# [TASKS TO CARRY OUT]
- A) In the essay about lockdown obsessions, what did the writer miss by oversleeping on Saturday?
- B) Scale the entries by rewriting everything from the line that contains "Where can you spot the dark" down through the end of the entries, both ends included and requests kept. Multiply every coordinate in the answers by 0.6 and round to whole numbers, with halves rounded up.

# [READING TEXT]
━━━━

Each day I edge closer to seeming like the world’s most pretentious wannabe English major and there’s feck all I can do to stop it – or at least it seemed that way when I overslept on Saturday and missed out on a Trotskyist Zoom reading group session as a result. Actually leaving the house and interacting with real people who don’t know (or particularly care) about whatever three topics I’m obsessed with arguably grounds me a fair bit – I have to translate my Paul Durcan jokes into a language that normally-adjusted people can pick up on and that prevents me from reverting into utter pretension, presumably saving my soul in the process. As all people who write about music on a regular basis should, I often feel a lot of shame and I think that this is why my obsessions eventually diffuse – my friends can only pretend to understand who Eoghan Harris is for a certain amount of time and that means that I’ll eventually give up on mentioning him, even if I do so solely out of a misplaced (yet well-deserved) sense of embarrassment. Like all the sporting events that I pretend to follow on Twitter, lockdown has put a temporary halt on this external shame mechanism – I’ve been free to stew around in my minute fascinations non-stop for what feels like ages and it turns out that perhaps the shame served some form of purpose, even if said purpose was just ensuring that the one person made to read this blog post doesn’t actually realize how much of an arse I am. My life feels like it’s entering some minor form of stasis – my sole aim now seems to just be annoying the arrangements of pixels on my phone screen that serve as my sole connection with the outside world, something I’m excelling at solely through my inability to start writing about actual music.

━━━━

Pointing dataset excerpts

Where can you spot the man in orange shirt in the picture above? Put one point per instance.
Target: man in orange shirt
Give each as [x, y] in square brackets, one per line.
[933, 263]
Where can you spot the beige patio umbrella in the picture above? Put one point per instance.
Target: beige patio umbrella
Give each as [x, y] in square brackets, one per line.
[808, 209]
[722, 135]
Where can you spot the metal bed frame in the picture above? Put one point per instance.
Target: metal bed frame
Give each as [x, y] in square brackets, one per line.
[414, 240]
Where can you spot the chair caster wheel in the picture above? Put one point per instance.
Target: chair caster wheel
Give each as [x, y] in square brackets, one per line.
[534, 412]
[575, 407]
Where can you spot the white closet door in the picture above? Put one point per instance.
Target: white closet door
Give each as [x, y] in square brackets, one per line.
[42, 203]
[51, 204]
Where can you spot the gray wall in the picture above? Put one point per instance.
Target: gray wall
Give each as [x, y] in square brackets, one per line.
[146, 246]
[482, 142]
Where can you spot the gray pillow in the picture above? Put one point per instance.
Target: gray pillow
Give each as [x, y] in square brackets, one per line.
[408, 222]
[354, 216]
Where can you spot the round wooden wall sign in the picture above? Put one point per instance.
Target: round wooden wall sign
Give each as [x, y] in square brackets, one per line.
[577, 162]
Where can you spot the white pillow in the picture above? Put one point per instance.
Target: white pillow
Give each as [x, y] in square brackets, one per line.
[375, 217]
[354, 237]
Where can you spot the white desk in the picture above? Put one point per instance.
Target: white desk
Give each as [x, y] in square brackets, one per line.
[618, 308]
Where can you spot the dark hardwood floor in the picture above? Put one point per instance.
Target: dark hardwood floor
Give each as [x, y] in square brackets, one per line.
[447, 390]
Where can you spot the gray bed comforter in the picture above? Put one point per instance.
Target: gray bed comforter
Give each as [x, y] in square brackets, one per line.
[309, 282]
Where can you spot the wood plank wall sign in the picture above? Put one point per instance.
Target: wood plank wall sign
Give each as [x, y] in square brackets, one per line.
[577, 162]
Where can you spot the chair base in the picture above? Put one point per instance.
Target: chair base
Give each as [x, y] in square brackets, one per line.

━━━━

# [WORKED SOLUTIONS]
- A) A Trotskyist Zoom reading group session.

- B)
Where can you spot the dark hardwood floor in the picture above? Put one point per instance.
Target: dark hardwood floor
Give each as [x, y] in square brackets, one per line.
[268, 234]
Where can you spot the gray bed comforter in the picture above? Put one point per instance.
Target: gray bed comforter
Give each as [x, y] in square brackets, one per line.
[185, 169]
Where can you spot the wood plank wall sign in the picture above? Put one point per instance.
Target: wood plank wall sign
Give each as [x, y] in square brackets, one per line.
[346, 97]
Where can you spot the chair base in the picture above? Put one point per instance.
Target: chair base
Give each as [x, y] in square brackets, one per line.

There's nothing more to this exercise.